◆ Assignment ◆
Repeat each line of the records below exactly.

◆ Records supplied ◆
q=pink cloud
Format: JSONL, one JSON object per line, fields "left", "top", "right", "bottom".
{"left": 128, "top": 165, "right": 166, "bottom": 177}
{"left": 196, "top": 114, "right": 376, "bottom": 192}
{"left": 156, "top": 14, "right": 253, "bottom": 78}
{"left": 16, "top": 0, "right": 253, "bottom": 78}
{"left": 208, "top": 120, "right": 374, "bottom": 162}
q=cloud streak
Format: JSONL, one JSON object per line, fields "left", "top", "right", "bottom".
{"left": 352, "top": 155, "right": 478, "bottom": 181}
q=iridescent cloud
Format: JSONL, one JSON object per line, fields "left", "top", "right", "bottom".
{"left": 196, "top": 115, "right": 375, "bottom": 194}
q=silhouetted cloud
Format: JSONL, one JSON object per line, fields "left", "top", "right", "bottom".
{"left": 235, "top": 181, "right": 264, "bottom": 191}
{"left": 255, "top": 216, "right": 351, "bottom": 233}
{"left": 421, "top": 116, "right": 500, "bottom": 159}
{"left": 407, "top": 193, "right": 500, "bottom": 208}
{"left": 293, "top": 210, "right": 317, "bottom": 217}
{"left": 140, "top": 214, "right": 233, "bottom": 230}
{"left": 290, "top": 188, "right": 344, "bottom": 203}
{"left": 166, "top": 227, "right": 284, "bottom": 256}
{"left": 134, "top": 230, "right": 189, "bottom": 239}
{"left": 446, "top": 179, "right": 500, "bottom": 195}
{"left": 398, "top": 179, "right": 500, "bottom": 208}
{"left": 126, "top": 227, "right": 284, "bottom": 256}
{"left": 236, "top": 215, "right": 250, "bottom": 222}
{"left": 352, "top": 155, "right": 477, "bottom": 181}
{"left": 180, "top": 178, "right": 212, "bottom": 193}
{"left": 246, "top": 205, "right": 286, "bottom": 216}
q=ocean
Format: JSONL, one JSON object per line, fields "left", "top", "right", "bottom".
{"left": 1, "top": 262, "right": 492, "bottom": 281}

◆ Solution to this problem ◆
q=pink cloud
Format: JSONL, one JSON object per line, fields "left", "top", "right", "bottom".
{"left": 128, "top": 165, "right": 166, "bottom": 177}
{"left": 196, "top": 114, "right": 376, "bottom": 192}
{"left": 156, "top": 14, "right": 253, "bottom": 78}
{"left": 16, "top": 0, "right": 253, "bottom": 78}
{"left": 208, "top": 120, "right": 374, "bottom": 162}
q=cloud streak
Format: JSONL, one JSON object per line, fields "left", "top", "right", "bottom".
{"left": 352, "top": 155, "right": 478, "bottom": 181}
q=iridescent cloud
Format: JSONL, one JSON object per line, fields "left", "top", "right", "bottom".
{"left": 196, "top": 115, "right": 375, "bottom": 194}
q=silhouetted cloud
Format: JSONL, one JSON object per line, fields "left", "top", "right", "bottom".
{"left": 235, "top": 181, "right": 264, "bottom": 191}
{"left": 255, "top": 216, "right": 351, "bottom": 233}
{"left": 421, "top": 116, "right": 500, "bottom": 159}
{"left": 407, "top": 193, "right": 500, "bottom": 208}
{"left": 293, "top": 210, "right": 317, "bottom": 217}
{"left": 140, "top": 214, "right": 233, "bottom": 230}
{"left": 290, "top": 188, "right": 344, "bottom": 203}
{"left": 166, "top": 227, "right": 284, "bottom": 256}
{"left": 134, "top": 230, "right": 189, "bottom": 239}
{"left": 446, "top": 179, "right": 500, "bottom": 195}
{"left": 398, "top": 179, "right": 500, "bottom": 208}
{"left": 126, "top": 227, "right": 284, "bottom": 256}
{"left": 236, "top": 215, "right": 250, "bottom": 222}
{"left": 352, "top": 155, "right": 477, "bottom": 181}
{"left": 180, "top": 178, "right": 212, "bottom": 193}
{"left": 246, "top": 205, "right": 286, "bottom": 216}
q=ocean
Format: JSONL, one JSON object per line, fields "left", "top", "right", "bottom".
{"left": 1, "top": 262, "right": 492, "bottom": 281}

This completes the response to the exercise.